_DATA FOR THIS EXERCISE:_

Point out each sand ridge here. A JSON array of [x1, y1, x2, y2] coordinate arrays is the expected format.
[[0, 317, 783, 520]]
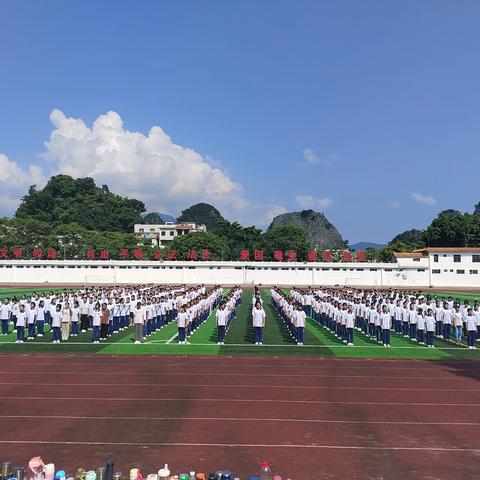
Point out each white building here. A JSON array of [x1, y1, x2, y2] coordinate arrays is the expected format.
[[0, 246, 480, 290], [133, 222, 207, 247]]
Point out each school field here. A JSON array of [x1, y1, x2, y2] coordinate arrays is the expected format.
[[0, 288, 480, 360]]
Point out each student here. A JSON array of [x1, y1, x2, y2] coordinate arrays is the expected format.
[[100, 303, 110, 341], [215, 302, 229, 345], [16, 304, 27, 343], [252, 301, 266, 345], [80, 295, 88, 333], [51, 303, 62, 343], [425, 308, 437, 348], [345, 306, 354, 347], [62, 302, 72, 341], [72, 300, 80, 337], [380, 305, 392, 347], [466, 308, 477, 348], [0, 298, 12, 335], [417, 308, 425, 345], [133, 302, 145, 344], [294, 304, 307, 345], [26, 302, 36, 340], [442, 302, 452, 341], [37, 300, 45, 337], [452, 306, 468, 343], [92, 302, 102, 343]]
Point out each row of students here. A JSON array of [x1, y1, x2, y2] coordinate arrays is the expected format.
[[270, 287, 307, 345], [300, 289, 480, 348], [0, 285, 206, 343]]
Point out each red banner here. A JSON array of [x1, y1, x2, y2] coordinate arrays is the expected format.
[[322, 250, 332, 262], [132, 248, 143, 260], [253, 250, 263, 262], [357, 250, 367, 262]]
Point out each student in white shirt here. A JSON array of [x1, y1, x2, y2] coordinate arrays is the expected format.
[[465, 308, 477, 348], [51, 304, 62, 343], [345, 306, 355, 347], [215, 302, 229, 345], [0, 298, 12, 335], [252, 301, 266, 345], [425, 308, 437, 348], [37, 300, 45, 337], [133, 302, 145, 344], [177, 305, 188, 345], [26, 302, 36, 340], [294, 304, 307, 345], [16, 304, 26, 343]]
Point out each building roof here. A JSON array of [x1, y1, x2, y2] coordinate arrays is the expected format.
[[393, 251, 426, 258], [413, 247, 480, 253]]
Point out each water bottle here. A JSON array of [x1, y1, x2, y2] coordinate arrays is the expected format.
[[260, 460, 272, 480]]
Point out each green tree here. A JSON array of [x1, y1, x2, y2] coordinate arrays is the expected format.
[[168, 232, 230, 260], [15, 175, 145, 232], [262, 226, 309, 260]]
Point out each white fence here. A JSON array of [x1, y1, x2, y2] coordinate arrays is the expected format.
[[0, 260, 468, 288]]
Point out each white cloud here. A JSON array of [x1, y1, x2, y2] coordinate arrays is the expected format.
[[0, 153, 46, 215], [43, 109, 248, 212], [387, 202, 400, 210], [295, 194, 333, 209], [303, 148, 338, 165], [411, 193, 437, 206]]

* * *

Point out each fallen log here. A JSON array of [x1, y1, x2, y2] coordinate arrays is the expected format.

_PROBLEM DESCRIPTION:_ Rewrite the lines from the one containing "Point out each student here." through the one containing "[[0, 260, 468, 288]]", inclusive, swapping "Point out" for "Mark" and leaving everything else as it is.

_COMPLETE OUTPUT:_
Mark each student here. A JSON array of [x1, y1, x2, y2] coordinate arrays is the expected format.
[[100, 303, 110, 341], [215, 302, 229, 345], [16, 304, 27, 343], [252, 301, 266, 345], [80, 295, 88, 333], [51, 303, 62, 343], [425, 308, 437, 348], [345, 306, 354, 347], [62, 302, 72, 341], [72, 300, 80, 337], [380, 305, 392, 347], [466, 308, 477, 348], [0, 298, 12, 335], [417, 308, 425, 345], [133, 302, 145, 344], [294, 304, 307, 345], [26, 302, 36, 340], [442, 302, 452, 341], [37, 300, 45, 337], [452, 306, 468, 343], [92, 302, 102, 343]]
Mark each row of students here. A JSON array of [x1, y1, x2, y2] coordinate arrays is the expected format.
[[270, 287, 307, 345], [300, 289, 480, 348], [0, 285, 206, 343]]
Mark each red banner here. A JSON array of [x1, y1, x2, y2] coordinate arrays is the expected format.
[[322, 250, 332, 262], [132, 248, 143, 260], [253, 250, 263, 262], [357, 250, 367, 262]]
Mark each student in white shirt here. A JSON array of [x1, y1, x2, y2] coordinate arrays is the expected format.
[[465, 308, 477, 348], [51, 304, 62, 343], [345, 306, 355, 347], [215, 302, 229, 345], [0, 298, 12, 335], [252, 301, 266, 345], [425, 308, 437, 348], [37, 300, 45, 337], [133, 302, 145, 344], [177, 305, 188, 345], [26, 302, 36, 340], [294, 304, 307, 345], [16, 304, 26, 343]]
Mark each building roof here. A JSON array of [x1, y1, x2, y2] coordinate arrays is the expected format.
[[393, 251, 426, 258], [413, 247, 480, 253]]
Mark each water bottle here. A JSON array of [x1, y1, x2, y2] coordinate arrays is the expected format.
[[260, 460, 272, 480]]
Mark each green tree here. A JSON array of [x1, y1, x2, y2] coordinate arrays is the expected format.
[[168, 232, 230, 260], [15, 175, 145, 232], [262, 226, 309, 260]]
Mark each white fence here. A JSON array of [x1, y1, x2, y2] coordinate arrays is the expected format.
[[0, 260, 468, 288]]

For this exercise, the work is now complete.